• **What is needed**: An exact transcript of the records is what this task asks for.

• **Dataset content**:
=====

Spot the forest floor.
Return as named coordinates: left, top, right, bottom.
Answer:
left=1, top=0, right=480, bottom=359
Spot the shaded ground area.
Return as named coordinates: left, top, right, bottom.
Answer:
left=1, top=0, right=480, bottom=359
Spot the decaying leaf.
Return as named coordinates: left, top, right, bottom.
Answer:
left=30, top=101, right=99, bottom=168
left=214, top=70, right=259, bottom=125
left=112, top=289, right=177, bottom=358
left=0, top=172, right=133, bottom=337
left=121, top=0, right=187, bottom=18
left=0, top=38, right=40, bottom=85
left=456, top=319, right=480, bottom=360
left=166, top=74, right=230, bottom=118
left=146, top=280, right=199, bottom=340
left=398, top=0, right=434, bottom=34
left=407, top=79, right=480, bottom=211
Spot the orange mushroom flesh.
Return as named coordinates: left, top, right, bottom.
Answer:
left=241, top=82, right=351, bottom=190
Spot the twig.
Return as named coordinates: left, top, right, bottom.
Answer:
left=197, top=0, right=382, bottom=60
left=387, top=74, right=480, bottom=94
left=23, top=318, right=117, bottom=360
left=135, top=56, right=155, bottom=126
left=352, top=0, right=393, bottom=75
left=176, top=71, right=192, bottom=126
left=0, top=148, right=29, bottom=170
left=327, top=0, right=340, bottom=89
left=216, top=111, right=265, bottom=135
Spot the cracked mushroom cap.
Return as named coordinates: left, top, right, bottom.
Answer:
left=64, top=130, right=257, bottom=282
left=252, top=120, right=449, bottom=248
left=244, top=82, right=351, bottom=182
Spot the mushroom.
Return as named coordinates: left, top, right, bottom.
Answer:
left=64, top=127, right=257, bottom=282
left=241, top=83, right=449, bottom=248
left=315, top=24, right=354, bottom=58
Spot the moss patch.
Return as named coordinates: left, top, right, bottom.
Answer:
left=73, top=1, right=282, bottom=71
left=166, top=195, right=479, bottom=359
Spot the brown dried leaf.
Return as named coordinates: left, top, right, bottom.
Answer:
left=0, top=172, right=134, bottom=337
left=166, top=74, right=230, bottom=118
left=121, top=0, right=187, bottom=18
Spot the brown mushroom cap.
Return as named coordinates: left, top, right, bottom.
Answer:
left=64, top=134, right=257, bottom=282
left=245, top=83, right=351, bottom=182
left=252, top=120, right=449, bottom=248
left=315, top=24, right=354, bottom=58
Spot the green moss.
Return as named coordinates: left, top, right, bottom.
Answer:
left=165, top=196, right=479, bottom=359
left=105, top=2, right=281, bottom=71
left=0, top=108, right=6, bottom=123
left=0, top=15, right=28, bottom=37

=====

• **Task output**:
Spot the forest floor.
Return as named coordinates: left, top, right, bottom.
Answer:
left=1, top=0, right=480, bottom=359
Spot the shaded ground area.
Return as named coordinates: left, top, right, bottom.
Answer:
left=1, top=0, right=480, bottom=359
Spot the decaying leaf.
Return as named coordinates: left, top, right, bottom.
Answer:
left=30, top=101, right=99, bottom=168
left=214, top=70, right=259, bottom=125
left=112, top=289, right=177, bottom=358
left=0, top=172, right=133, bottom=337
left=121, top=0, right=187, bottom=18
left=0, top=38, right=40, bottom=85
left=456, top=319, right=480, bottom=360
left=166, top=74, right=230, bottom=118
left=146, top=280, right=199, bottom=340
left=398, top=0, right=434, bottom=34
left=407, top=79, right=480, bottom=211
Spot the orange mushroom flesh.
Return as named coordinates: left, top, right, bottom.
Answer:
left=241, top=82, right=351, bottom=190
Spot the twig.
Return as named coordinates: left, top, right, bottom.
Answer:
left=197, top=0, right=382, bottom=60
left=387, top=74, right=480, bottom=94
left=23, top=318, right=117, bottom=360
left=135, top=56, right=155, bottom=126
left=352, top=0, right=393, bottom=75
left=176, top=71, right=192, bottom=126
left=0, top=148, right=29, bottom=170
left=327, top=0, right=340, bottom=89
left=216, top=111, right=265, bottom=135
Spot the cracked mushroom cap.
Return as named coordinates: left, top, right, bottom.
Answer:
left=64, top=130, right=257, bottom=282
left=252, top=120, right=449, bottom=248
left=244, top=82, right=351, bottom=182
Spot the mushroom.
Return as named coordinates: left, top, right, bottom.
Answer:
left=64, top=127, right=257, bottom=282
left=241, top=83, right=449, bottom=248
left=315, top=24, right=354, bottom=58
Spot the moss patch.
Return as named coordinates: left, top, right, bottom.
Answer:
left=73, top=1, right=282, bottom=71
left=166, top=195, right=479, bottom=359
Spot the brown dried leaf.
Return as named coordinates: left, top, right, bottom.
Answer:
left=0, top=172, right=134, bottom=337
left=166, top=74, right=230, bottom=118
left=121, top=0, right=187, bottom=18
Spot the brown mushroom cap.
Return as named coordinates: left, top, right, bottom.
Answer:
left=64, top=134, right=257, bottom=282
left=245, top=83, right=351, bottom=182
left=252, top=120, right=449, bottom=248
left=315, top=24, right=354, bottom=58
Spot the green moss.
Return as named coordinates: left, top, right, bottom.
Answer:
left=165, top=196, right=479, bottom=359
left=105, top=2, right=281, bottom=71
left=0, top=108, right=6, bottom=123
left=0, top=15, right=28, bottom=37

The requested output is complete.